» **GIVEN TEXT**:
▬▬▬
IIRC (and I likely don't), what I read was some employee that saw people coming in and out with equipment, some of which he recognized as storage and other data-reading stuff, and a lot he didn't, and he was made VERY aware that he was not to talk about this, or even be in the area any longer or ever again, for any reason.

My recollection was that I did this reading in the mid 90's. But the wikipedia article for that room dates later, so this is the cause of my apprehension of placing the exact time.

2 comments

Are you thinking of Room 641A? https://en.wikipedia.org/wiki/Room_641A
There were a few days back in the 90s where all the tech sites would run a campaign where everybody was supposed to send emails full of red flag words: "bomb" and "assassinate" and "terrorism" and what have you. It was specifically to mess with NSA surveillance operations.
▬▬▬
» **RECORDS PROVIDED**:
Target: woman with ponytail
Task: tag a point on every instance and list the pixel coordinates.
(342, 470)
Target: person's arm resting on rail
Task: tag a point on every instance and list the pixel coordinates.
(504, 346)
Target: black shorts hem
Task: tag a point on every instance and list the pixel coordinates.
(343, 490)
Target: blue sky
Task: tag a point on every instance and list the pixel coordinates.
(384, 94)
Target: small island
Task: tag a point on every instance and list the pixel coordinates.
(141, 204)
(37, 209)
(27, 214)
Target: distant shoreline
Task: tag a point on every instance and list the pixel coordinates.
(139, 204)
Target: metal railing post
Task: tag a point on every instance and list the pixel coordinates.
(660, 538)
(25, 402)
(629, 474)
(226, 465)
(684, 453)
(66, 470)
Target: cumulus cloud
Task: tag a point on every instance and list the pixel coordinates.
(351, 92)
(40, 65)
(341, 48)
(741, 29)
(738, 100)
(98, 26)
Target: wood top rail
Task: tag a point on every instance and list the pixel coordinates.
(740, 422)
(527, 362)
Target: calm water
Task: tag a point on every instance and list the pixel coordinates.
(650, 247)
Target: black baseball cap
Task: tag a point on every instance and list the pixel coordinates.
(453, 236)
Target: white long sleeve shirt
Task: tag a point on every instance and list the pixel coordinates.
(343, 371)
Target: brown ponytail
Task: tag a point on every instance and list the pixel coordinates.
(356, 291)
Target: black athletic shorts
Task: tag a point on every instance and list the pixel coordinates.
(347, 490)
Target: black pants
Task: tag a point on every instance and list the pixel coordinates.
▬▬▬
» **WHAT TO DO**:
(1) Can you retype everything in the listing from the line containing "Target: white long sleeve shirt" down to the end of the listing, keeping each line unchanged?
(2) Could you write what comes next in the comment thread about NSA surveillance, starting after its final sentence?

» **TASK RESPONSES**:
(1)
Target: white long sleeve shirt
Task: tag a point on every instance and list the pixel coordinates.
(343, 371)
Target: brown ponytail
Task: tag a point on every instance and list the pixel coordinates.
(356, 291)
Target: black athletic shorts
Task: tag a point on every instance and list the pixel coordinates.
(347, 490)
Target: black pants
Task: tag a point on every instance and list the pixel coordinates.

(2)
Forever, there was a file included in stock Emacs, `spook.el`, which could be hooked up to automatically add random strings of "interesting" keywords to each of your email or Usenet messages (in signatures, or in headers like `X-Spook`).

https://www.gnu.org/software/emacs/manual/html_node/emacs/Ma...

Looks like copyright date of 1988:

https://github.com/emacs-mirror/emacs/blob/master/lisp/play/...

https://github.com/emacs-mirror/emacs/blob/master/etc/spook....

Try `M-x spook RET` in an Emacs buffer.